Required work:
Lift out each line of the data that holds "accurate".

Stored data:

┄┄┄┄┄┄

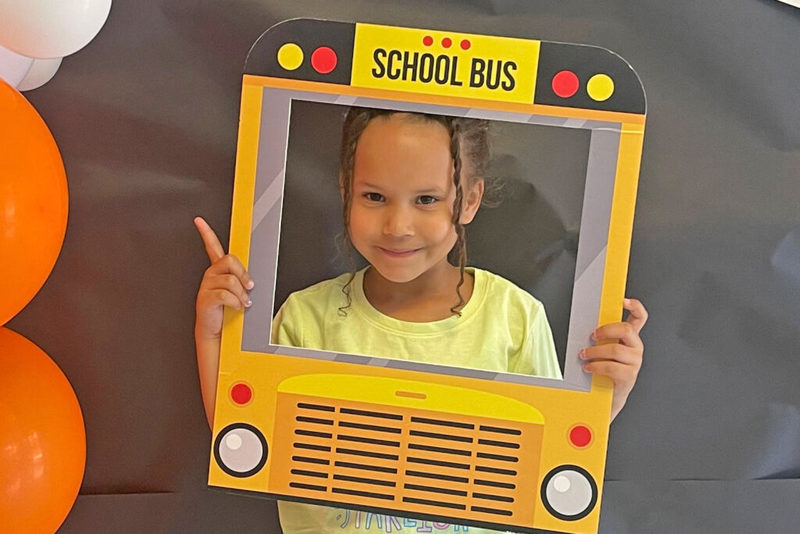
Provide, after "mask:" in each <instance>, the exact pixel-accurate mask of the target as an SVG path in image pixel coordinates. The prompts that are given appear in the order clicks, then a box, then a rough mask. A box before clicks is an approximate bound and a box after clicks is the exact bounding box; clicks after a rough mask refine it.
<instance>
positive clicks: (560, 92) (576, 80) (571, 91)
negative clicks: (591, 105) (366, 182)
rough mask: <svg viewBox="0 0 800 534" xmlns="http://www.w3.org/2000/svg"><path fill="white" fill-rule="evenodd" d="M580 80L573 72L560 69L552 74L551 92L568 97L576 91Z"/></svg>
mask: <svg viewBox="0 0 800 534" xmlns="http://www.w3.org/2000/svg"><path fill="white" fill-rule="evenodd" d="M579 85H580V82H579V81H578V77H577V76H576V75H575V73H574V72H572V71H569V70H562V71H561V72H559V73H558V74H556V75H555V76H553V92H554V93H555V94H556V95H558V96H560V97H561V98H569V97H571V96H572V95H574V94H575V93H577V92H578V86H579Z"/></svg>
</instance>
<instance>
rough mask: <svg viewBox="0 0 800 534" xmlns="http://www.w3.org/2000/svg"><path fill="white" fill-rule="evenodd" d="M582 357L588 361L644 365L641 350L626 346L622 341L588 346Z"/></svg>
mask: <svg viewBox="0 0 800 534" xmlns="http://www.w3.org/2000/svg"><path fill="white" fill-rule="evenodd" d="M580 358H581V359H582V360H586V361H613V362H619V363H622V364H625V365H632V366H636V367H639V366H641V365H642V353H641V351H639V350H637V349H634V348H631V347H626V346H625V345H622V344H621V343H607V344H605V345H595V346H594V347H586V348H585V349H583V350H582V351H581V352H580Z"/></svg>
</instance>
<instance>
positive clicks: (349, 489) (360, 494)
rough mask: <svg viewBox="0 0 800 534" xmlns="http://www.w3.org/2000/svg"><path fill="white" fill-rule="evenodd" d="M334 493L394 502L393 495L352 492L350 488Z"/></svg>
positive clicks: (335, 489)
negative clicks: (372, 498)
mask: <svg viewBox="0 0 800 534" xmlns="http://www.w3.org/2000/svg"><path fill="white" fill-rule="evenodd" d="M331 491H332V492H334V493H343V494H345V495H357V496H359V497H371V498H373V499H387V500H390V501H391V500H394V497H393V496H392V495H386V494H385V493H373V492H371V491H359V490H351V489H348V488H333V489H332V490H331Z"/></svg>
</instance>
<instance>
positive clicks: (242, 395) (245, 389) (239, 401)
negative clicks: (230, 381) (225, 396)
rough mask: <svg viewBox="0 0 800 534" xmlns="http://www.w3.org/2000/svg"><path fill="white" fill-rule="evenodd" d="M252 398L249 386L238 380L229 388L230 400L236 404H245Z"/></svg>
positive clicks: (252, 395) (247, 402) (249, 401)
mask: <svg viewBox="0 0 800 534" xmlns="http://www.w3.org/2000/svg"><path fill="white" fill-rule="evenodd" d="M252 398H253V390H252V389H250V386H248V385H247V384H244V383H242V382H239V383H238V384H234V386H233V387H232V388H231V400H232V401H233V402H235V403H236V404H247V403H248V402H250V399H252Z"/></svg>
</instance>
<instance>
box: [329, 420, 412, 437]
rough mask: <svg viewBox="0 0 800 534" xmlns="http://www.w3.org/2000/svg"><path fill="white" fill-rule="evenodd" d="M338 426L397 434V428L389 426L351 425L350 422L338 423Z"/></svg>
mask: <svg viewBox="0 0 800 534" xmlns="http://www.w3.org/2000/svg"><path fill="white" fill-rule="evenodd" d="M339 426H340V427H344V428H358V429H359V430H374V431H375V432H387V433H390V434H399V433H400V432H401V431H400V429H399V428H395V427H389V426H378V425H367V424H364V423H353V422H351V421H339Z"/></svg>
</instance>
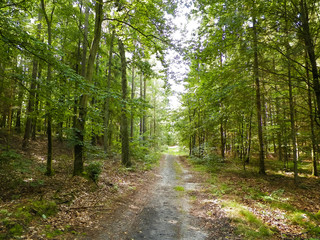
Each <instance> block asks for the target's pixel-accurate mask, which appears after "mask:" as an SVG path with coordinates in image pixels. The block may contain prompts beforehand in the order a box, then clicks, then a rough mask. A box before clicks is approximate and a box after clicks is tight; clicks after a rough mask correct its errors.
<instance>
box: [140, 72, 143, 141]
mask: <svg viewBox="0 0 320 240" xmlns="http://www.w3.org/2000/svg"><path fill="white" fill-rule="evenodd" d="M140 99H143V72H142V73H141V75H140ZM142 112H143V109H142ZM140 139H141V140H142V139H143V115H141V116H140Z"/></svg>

┄┄┄┄┄┄

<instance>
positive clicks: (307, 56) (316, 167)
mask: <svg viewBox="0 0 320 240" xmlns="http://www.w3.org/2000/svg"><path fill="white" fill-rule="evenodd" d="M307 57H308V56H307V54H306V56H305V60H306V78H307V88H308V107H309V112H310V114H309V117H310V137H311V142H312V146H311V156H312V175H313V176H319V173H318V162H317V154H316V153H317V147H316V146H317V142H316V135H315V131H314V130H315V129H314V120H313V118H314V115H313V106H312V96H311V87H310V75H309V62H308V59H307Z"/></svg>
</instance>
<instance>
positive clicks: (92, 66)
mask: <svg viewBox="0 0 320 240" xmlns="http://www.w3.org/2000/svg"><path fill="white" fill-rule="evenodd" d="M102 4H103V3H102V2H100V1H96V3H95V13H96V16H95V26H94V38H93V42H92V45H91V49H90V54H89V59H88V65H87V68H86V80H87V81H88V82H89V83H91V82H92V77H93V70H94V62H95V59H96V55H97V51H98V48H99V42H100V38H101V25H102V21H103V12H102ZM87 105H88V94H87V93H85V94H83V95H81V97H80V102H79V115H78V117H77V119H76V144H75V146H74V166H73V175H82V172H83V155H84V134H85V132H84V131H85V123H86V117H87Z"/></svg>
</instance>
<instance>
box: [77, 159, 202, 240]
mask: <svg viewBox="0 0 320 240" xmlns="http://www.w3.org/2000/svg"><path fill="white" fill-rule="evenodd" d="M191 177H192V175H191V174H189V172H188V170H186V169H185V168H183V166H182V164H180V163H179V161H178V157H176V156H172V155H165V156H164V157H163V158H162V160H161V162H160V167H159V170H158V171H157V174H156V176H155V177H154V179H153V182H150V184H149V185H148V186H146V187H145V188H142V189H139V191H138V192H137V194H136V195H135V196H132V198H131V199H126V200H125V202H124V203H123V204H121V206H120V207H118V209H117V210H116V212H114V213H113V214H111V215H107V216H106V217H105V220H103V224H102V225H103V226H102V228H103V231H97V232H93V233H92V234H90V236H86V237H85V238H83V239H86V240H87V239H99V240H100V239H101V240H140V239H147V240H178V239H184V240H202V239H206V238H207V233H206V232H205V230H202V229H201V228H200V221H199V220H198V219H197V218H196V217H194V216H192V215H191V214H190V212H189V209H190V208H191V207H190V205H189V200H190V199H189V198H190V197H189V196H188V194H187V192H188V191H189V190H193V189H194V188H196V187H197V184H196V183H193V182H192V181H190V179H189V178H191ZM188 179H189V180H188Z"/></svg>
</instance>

┄┄┄┄┄┄

Written solution:
Provide, after "mask:" in each <instance>, the exact pixel-accurate mask of the target as an SVG path in image pixel coordinates. The prompts that are given appear in the order clicks, then a box, then a rough mask. A box before clicks is an approximate bound and a box after clicks is the exact bounding box; clicks after a rough mask refine it.
Each <instance> block asks for the target's pixel-accurate mask, which appears after "mask:" as an SVG path with coordinates in image pixels. The block may contain prompts beforehand in the order a box, then clicks, then a rough mask. A box before clicks is approximate and a box after clicks is tight; clicks after a rough mask correct its errors.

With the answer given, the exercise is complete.